Items listed in a dataset
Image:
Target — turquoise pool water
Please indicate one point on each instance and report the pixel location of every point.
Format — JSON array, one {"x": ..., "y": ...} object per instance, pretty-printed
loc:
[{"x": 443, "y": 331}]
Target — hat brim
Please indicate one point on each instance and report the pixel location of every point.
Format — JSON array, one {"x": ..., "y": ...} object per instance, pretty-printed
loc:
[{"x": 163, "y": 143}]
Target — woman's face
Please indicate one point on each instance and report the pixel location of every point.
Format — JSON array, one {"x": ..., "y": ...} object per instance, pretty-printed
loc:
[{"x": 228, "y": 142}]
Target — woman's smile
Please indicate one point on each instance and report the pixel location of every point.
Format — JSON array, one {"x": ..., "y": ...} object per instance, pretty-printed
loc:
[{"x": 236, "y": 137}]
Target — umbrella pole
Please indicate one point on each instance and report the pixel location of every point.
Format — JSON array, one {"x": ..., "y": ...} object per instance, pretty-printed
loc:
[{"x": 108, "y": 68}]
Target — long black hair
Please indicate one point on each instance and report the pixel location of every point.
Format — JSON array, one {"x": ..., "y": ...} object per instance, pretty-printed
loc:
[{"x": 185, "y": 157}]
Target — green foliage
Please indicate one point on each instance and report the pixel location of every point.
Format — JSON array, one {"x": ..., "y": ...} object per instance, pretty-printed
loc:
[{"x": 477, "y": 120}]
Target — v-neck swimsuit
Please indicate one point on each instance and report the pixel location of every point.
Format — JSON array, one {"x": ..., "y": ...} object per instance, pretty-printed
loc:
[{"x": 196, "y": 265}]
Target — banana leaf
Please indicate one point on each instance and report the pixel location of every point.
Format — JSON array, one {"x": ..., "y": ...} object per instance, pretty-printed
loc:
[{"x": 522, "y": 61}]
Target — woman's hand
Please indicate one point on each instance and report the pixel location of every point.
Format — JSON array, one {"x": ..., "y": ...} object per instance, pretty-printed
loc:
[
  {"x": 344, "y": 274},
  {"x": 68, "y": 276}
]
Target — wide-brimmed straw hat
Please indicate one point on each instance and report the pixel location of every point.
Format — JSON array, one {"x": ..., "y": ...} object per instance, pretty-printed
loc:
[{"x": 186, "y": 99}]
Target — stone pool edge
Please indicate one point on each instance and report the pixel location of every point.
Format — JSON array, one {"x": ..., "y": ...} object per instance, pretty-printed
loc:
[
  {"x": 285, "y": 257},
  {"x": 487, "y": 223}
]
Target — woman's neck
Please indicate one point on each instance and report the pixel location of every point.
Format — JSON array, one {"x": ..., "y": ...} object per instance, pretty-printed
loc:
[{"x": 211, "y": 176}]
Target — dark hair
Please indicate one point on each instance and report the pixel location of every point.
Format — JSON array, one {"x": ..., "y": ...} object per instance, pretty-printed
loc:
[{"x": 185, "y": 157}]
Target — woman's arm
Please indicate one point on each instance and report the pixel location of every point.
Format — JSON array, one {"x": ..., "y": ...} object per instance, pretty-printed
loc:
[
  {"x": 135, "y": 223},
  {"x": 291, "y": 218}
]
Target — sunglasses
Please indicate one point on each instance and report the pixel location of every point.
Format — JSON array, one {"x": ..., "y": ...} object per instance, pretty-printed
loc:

## Task
Output the data above line for line, with no changes.

## The output
Image:
Target — turquoise pool water
Please indicate one point on each instance and report the pixel location of every point.
Format — JSON array, one {"x": ..., "y": ...} object per instance, pretty-printed
loc:
[{"x": 443, "y": 331}]
Target — hat brim
Please indicate one point on each instance and report the pixel location of every point.
Format — JSON array, one {"x": ..., "y": ...} object per instance, pretty-printed
loc:
[{"x": 163, "y": 143}]
Target — woman's face
Please indicate one point on each instance and report the pixel location of every point.
Format — JSON array, one {"x": ..., "y": ...} object per instance, pretty-printed
loc:
[{"x": 228, "y": 142}]
Target — woman's smile
Please indicate one point on each instance and report the pixel location of every point.
Format — JSON array, one {"x": ..., "y": ...} object per instance, pretty-printed
loc:
[{"x": 236, "y": 137}]
Target — umbrella pole
Please indicate one point on each instance and report the pixel location of every point.
Format — JSON array, one {"x": ..., "y": ...} object per instance, pretty-printed
loc:
[{"x": 108, "y": 68}]
Target — long black hair
Please indicate one point on each instance and report the pixel location of every point.
Format — JSON array, one {"x": ..., "y": ...} object per instance, pretty-printed
loc:
[{"x": 185, "y": 157}]
Target — green foliage
Please indicate one point on each instance and report the pixel location of every point.
Format — JSON array, one {"x": ..., "y": ...} object per instance, pretty-printed
loc:
[{"x": 477, "y": 120}]
Target — v-neck swimsuit
Please indicate one point on each instance and report the pixel location of every point.
Format — JSON array, one {"x": ..., "y": ...} object per instance, pretty-printed
loc:
[{"x": 196, "y": 265}]
Target — banana leaf
Please indicate one point on each instance and report the pixel location of every point.
Format — JSON array, one {"x": ..., "y": ...} object per instance, pretty-printed
loc:
[{"x": 522, "y": 61}]
Target — woman's hand
Please indicate one point on each instance and report the pixel location of every point.
Format — JSON array, one {"x": ..., "y": ...} object per instance, pretty-printed
loc:
[
  {"x": 344, "y": 274},
  {"x": 68, "y": 276}
]
Target — wide-brimmed straw hat
Please indicate one point on each instance and report the pixel location of every point.
Format — JSON array, one {"x": ..., "y": ...} object per instance, pretty-printed
loc:
[{"x": 186, "y": 99}]
Target — stone pool edge
Please indicate one point on each instance and report the pixel location of every point.
Format — JSON array, one {"x": ..., "y": ...} object per instance, pretty-printed
loc:
[
  {"x": 285, "y": 257},
  {"x": 487, "y": 223}
]
Target — woman's neck
Please indicate one point on each instance and report the pixel location of every point.
Format — JSON array, one {"x": ..., "y": ...} object per instance, pretty-printed
loc:
[{"x": 211, "y": 176}]
Target — dark hair
Please indicate one point on each instance and report the pixel location of every point.
Format — JSON array, one {"x": ..., "y": ...} object per instance, pretty-printed
loc:
[{"x": 185, "y": 157}]
Target — woman's arm
Please indicate one point on each instance and report the pixel location of every point.
Format — JSON array, one {"x": ..., "y": ...} object per instance, pretty-printed
loc:
[
  {"x": 135, "y": 223},
  {"x": 291, "y": 218}
]
Target — sunglasses
Please indicate one point on each instance and report the pixel location of every point.
Format — JSON array, one {"x": ..., "y": ...} object per instance, pretty-printed
loc:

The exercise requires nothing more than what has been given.